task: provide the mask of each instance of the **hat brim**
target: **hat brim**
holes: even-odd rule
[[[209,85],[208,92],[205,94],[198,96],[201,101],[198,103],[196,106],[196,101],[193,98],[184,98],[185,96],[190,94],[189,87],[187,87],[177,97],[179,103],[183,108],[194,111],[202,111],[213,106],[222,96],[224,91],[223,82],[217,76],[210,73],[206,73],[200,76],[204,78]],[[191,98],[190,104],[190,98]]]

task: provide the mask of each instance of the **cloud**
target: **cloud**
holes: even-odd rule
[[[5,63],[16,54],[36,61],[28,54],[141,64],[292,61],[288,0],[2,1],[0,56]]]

-=-=-=-=-

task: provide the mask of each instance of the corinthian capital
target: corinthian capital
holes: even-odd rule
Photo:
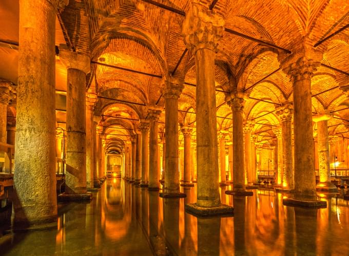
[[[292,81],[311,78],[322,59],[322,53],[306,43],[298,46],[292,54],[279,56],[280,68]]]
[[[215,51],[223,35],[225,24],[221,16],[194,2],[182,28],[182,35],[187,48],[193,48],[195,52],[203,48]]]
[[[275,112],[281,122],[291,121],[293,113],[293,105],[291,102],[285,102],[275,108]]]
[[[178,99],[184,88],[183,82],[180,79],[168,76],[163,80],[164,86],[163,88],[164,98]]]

-=-=-=-=-

Given task ▸
Which lines of the data above contain the string "target", matching case exactly? Copy each of those lines in full.

Solved problem ▸
target: **hat brim**
target: **cloud**
target: corinthian capital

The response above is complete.